--- Fragment strony ---

Hurley miał dosyć normalne dzieciństwo – ot, matka zabraniająca mu jeść słodyczy i ojciec, który potajemnie na to zezwalał, nie wiedząc o skłonnościach dzieciaka do tycia. Ojciec, który zresztą zniknął bardzo nagle i na bardzo długo z jego życia. Później Hurley żył w miarę „normalnym” życiem amerykańskiego telemaniaka: praca (w barze fast-food z kurczakami), powrót do domu i obżeranie się kurczakiem przed ekranem. Miał co prawda przerwę na pobyt w klinice psychiatrycznej, ale tak naprawdę wszystko to zmieniła dopiero wygrana na loterii. Wygrana niebagatelna – 114 milionów USD. Razem z fortuną przyszło przekleństwo. Utracił przyjaciół, matka złamała nogę, dziadek zmarł, nowo kupiony dom spłonął, meteoryt uderzył w świeżo nabyty bar... Hurley wszystko to przypisuje liczbom, które wpisał na loteryjnym kuponie. Liczbom, które maniakalnie powtarzał inny pensjonariusz w zakładzie psychiatrycznym. Liczbom, które... na każdym kroku odnajduje potem na wyspie. Dlatego też Hurley uważa, że prędzej czy później przyniesie innym pecha.

Faza trzecia: wnioski

Na osobowość Hurleya składają się przede wszystkim dwa elementy. Jest w nim i brat-łata, rockandrollowy wesołek pozytywnie nastawiony do świata, jak też i człowiek dręczony obsesją bycia zagrożeniem dla innych. Przez większość czasu wygrywa ta pierwsza część Hurleya. Co zabawne, gdy przychodzi do dzielenia się sekretami, Hugo przegrywa, bo przecież nikt nie jest w stanie wziąć na poważnie jego historii o wygranej na loterii i serii niesamowitych wypadków. Do tego w zakładzie psychiatrycznym nie był bez powodu – przypomnijmy chociażby, iż wszystkie swoje posunięcia konsultował z innym pensjonariuszem o imieniu Dave. Dave go akceptował jakim jest i nie starał się odwieść od obżarstwa, ale... nikt poza Hurleyem go nie widział! Widać więc, że to obiekt ze sporym potencjałem, jednakże potencjalnie niestabilny i emocjonalnie zaburzony.

---

> [Polecenie 1]: Proszę przepisać z tekstu o Hurleyu wszystko, począwszy od słów „Faza trzecia: wnioski”, aż po słowa „i emocjonalnie zaburzony.”.
> [Polecenie 2]: Proszę podjąć tekst o Hurleyu w miejscu, w którym się kończy, i napisać jego dalszy ciąg.
Pozycje zbioru nie odgrywają tu żadnej roli.

--- Pozycje zbioru danych ---

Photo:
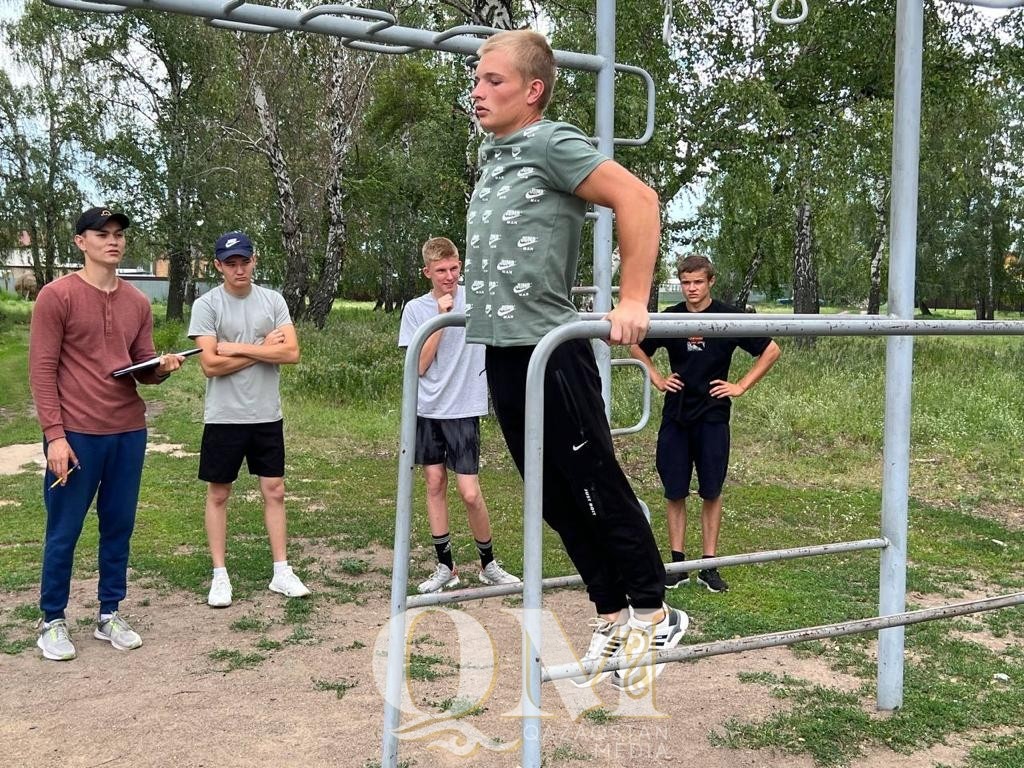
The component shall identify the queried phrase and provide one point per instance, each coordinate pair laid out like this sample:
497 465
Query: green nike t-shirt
522 232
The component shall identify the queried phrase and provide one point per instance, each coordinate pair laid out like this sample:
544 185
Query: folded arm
280 347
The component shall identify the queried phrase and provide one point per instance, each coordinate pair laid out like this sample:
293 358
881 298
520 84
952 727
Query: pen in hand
65 477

---

> [Odpowiedź pisemna 1]:
Faza trzecia: wnioski

Na osobowość Hurleya składają się przede wszystkim dwa elementy. Jest w nim i brat-łata, rockandrollowy wesołek pozytywnie nastawiony do świata, jak też i człowiek dręczony obsesją bycia zagrożeniem dla innych. Przez większość czasu wygrywa ta pierwsza część Hurleya. Co zabawne, gdy przychodzi do dzielenia się sekretami, Hugo przegrywa, bo przecież nikt nie jest w stanie wziąć na poważnie jego historii o wygranej na loterii i serii niesamowitych wypadków. Do tego w zakładzie psychiatrycznym nie był bez powodu – przypomnijmy chociażby, iż wszystkie swoje posunięcia konsultował z innym pensjonariuszem o imieniu Dave. Dave go akceptował jakim jest i nie starał się odwieść od obżarstwa, ale... nikt poza Hurleyem go nie widział! Widać więc, że to obiekt ze sporym potencjałem, jednakże potencjalnie niestabilny i emocjonalnie zaburzony.

> [Odpowiedź pisemna 2]:
Sayid Jarrah

Faza pierwsza: obserwacjaSayid Jarrah, Tajemnice Lost - trzecia stacja badawcza

Sayid z początku traktowany ze zrozumiałą nieufnością – mówiący biegle po angielsku Irakijczyk ocalały z katastrofy lotniczej, przy wiedzy, że na pokładzie samolotu przewożono kogoś w kajdankach... Dość szybko jednakże lody zostały przełamane, a on okazał się być osobą bardzo potrzebną społeczności rozbitków. Były żołnierz (fakt, wrogiej armii, ale jednak), specjalista od łączności i elektroniki – człowiek po prostu bezcenny w takich warunkach. Niechęć do opowieści o przeszłości była u niego dosyć łatwo wytłumaczalna – walczył w wojnie po przeciwnej stronie. Jednakże wyraźnie widać było, iż to już jedynie przeszłość, w którymś momencie musiał zmienić strony... Sayid przez cały czas stara się pomagać pozostałym, naprawia i próbuje wykorzystać kolejne urządzenia łącznościowe, doświadczenie w zakresie przesłuchań i szkolenie wojskowe również okazują się być na wyspie na wagę złota. Od pewnego momentu Sayid, wyraźnie posiadający spore zadry w psychice, zaczyna się leczyć ze starych ran dzięki uczuciu do Shannon.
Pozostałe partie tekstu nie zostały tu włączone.